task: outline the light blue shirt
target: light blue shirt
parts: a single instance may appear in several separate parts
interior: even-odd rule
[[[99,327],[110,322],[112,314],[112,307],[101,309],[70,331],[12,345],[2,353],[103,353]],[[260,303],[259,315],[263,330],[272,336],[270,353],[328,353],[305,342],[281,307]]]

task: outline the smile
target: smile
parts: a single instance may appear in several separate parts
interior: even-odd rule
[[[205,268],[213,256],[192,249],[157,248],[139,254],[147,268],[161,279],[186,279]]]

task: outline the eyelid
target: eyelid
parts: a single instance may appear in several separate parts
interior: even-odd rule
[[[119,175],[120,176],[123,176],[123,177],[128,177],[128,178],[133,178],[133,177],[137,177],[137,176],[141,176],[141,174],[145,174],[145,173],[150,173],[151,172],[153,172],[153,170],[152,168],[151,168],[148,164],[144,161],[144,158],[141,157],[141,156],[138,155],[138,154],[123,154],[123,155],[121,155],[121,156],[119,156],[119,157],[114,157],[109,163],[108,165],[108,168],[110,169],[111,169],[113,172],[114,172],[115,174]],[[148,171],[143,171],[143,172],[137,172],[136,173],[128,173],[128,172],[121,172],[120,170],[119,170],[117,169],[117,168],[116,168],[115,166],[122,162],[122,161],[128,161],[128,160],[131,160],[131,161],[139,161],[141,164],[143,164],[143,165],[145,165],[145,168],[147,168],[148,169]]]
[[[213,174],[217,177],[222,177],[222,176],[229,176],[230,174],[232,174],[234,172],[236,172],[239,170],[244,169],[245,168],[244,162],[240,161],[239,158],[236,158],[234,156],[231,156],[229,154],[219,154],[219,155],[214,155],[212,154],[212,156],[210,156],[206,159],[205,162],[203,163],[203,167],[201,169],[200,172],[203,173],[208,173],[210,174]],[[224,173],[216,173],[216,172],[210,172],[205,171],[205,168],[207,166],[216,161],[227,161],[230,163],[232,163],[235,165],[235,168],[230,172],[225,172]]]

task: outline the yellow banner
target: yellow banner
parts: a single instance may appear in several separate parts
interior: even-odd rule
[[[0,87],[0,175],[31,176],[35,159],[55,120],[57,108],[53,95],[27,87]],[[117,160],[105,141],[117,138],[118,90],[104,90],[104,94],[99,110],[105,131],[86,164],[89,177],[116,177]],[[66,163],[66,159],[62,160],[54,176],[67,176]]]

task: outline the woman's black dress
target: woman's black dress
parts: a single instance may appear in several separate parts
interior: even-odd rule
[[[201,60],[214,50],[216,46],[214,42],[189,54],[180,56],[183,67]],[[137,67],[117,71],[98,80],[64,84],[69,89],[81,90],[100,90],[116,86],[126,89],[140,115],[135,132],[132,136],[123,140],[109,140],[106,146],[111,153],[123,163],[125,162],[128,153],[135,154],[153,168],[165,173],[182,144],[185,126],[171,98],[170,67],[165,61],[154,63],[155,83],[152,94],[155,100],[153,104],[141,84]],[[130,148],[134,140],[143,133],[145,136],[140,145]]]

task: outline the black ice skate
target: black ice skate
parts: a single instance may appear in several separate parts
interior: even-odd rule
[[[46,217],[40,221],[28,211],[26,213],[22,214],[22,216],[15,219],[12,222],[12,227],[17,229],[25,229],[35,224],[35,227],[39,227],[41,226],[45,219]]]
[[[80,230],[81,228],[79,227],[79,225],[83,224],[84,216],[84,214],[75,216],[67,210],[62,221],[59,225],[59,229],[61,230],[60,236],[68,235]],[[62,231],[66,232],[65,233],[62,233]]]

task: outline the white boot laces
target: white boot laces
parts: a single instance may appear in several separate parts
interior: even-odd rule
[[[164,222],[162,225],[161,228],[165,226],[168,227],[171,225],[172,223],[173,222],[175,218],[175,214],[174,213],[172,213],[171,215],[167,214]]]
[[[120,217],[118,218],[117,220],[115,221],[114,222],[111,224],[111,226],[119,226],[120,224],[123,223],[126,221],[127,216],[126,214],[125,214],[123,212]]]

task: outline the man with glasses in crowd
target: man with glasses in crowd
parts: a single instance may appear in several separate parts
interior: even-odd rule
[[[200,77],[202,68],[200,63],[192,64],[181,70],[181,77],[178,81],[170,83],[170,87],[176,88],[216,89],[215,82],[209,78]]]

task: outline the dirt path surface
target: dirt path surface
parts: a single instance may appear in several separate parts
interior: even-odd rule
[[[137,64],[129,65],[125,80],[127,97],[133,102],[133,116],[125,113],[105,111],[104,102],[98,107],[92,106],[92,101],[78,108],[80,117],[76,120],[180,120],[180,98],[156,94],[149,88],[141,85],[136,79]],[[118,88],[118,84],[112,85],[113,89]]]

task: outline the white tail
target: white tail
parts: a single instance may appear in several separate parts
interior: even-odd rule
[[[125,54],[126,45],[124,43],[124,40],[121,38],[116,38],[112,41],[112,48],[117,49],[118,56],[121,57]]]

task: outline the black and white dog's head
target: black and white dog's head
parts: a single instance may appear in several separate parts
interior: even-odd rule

*-*-*

#### [Your goal]
Copy every row above word for word, without changing anything.

#### [Solution to this exercise]
task: outline the light blue shirt
target: light blue shirt
parts: a single instance may appear in several separate parts
interior: even-odd rule
[[[99,327],[110,322],[112,314],[112,307],[101,309],[70,331],[12,345],[2,353],[103,353]],[[260,303],[259,315],[263,330],[272,336],[270,353],[328,353],[305,342],[281,307]]]

task: outline the smile
target: smile
parts: a single instance may appear in several separate parts
interior: even-odd rule
[[[205,268],[213,256],[192,249],[157,248],[139,254],[147,268],[161,279],[186,279]]]

task: outline the eyelid
target: eyelid
parts: a single instance may appear in several separate parts
interior: even-odd rule
[[[119,175],[120,176],[123,176],[123,177],[128,177],[128,178],[133,178],[133,177],[137,177],[137,176],[141,176],[141,174],[145,174],[145,173],[150,173],[151,172],[153,172],[153,170],[152,168],[151,168],[148,164],[144,161],[144,158],[141,157],[141,156],[138,155],[138,154],[123,154],[123,155],[121,155],[121,156],[119,156],[119,157],[114,157],[109,163],[108,165],[108,168],[110,169],[111,169],[113,172],[114,172],[115,174]],[[148,171],[143,171],[143,172],[137,172],[136,173],[128,173],[128,172],[121,172],[120,170],[119,170],[117,169],[117,168],[116,168],[115,166],[122,162],[122,161],[128,161],[128,160],[131,160],[131,161],[139,161],[141,164],[143,164],[143,165],[145,165],[145,168],[147,168],[148,169]]]
[[[213,174],[217,177],[222,177],[222,176],[229,176],[230,174],[232,174],[234,172],[236,172],[239,170],[244,169],[245,168],[244,162],[240,161],[239,158],[236,158],[234,156],[231,156],[229,154],[219,154],[219,155],[214,155],[212,154],[212,156],[210,156],[206,159],[205,162],[203,163],[203,167],[201,169],[200,172],[203,173],[208,173],[210,174]],[[224,173],[216,173],[216,172],[210,172],[205,171],[205,168],[207,166],[216,161],[227,161],[230,163],[232,163],[235,165],[235,168],[230,172],[225,172]]]

task: outline the yellow banner
target: yellow banner
parts: a single instance may appear in several separate parts
interior: even-odd rule
[[[0,87],[0,175],[31,176],[35,159],[55,120],[57,108],[53,95],[27,87]],[[117,160],[105,141],[117,138],[118,90],[104,90],[104,94],[99,110],[105,131],[86,164],[89,177],[116,177]],[[66,163],[66,159],[62,160],[54,176],[67,176]]]

task: outline the woman's black dress
target: woman's black dress
parts: a single instance may appear in several separate parts
interior: even-odd rule
[[[201,60],[214,50],[216,46],[214,42],[189,54],[180,56],[183,67]],[[137,67],[117,71],[98,80],[64,84],[69,89],[81,90],[100,90],[116,86],[126,89],[140,115],[135,132],[132,136],[123,140],[109,140],[106,146],[111,153],[123,163],[125,162],[128,153],[135,154],[153,168],[165,173],[182,144],[185,126],[171,98],[170,67],[165,61],[154,63],[155,83],[152,94],[155,100],[153,104],[141,84]],[[130,148],[134,140],[143,133],[145,136],[140,145]]]

task: outline the black ice skate
target: black ice skate
parts: a single instance may appear in several separate parts
interior: even-odd rule
[[[46,217],[40,221],[28,211],[26,213],[22,214],[22,216],[15,219],[12,222],[12,227],[17,229],[25,229],[35,224],[35,227],[39,227],[41,226],[45,219]]]
[[[80,230],[81,228],[79,227],[79,225],[83,224],[84,216],[84,214],[75,216],[67,210],[62,221],[59,225],[59,229],[61,230],[60,236],[68,235]],[[62,231],[66,232],[65,233],[62,233]]]

task: outline the white boot laces
target: white boot laces
parts: a single instance may appear in several separate parts
interior: even-odd rule
[[[164,222],[162,225],[161,228],[165,226],[168,227],[171,225],[172,223],[173,222],[175,218],[175,214],[174,213],[172,213],[171,215],[167,214]]]
[[[120,217],[118,218],[117,220],[115,221],[114,222],[111,224],[111,226],[119,226],[120,224],[123,223],[126,221],[127,216],[126,214],[125,214],[123,212]]]

task: outline the man with glasses in crowd
target: man with glasses in crowd
parts: a single instance may appear in several separate parts
interior: even-odd rule
[[[200,77],[202,68],[200,63],[192,64],[181,70],[181,77],[178,81],[170,83],[170,87],[176,88],[216,89],[215,82],[209,78]]]

task: outline the dirt path surface
target: dirt path surface
parts: a single instance may appear in several separate parts
interior: even-odd rule
[[[137,64],[129,65],[125,80],[127,97],[133,102],[133,116],[125,113],[105,111],[104,102],[98,107],[92,106],[92,101],[78,108],[80,117],[76,120],[180,120],[180,98],[156,94],[149,88],[141,85],[136,79]],[[118,88],[118,84],[112,85],[113,89]]]

task: outline the white tail
target: white tail
parts: a single instance may appear in several separate parts
interior: even-odd rule
[[[125,54],[126,45],[124,43],[124,40],[121,38],[116,38],[112,41],[112,48],[117,49],[118,56],[121,57]]]

task: outline the black and white dog's head
target: black and white dog's head
parts: a single instance may appear in several separate parts
interior: even-odd rule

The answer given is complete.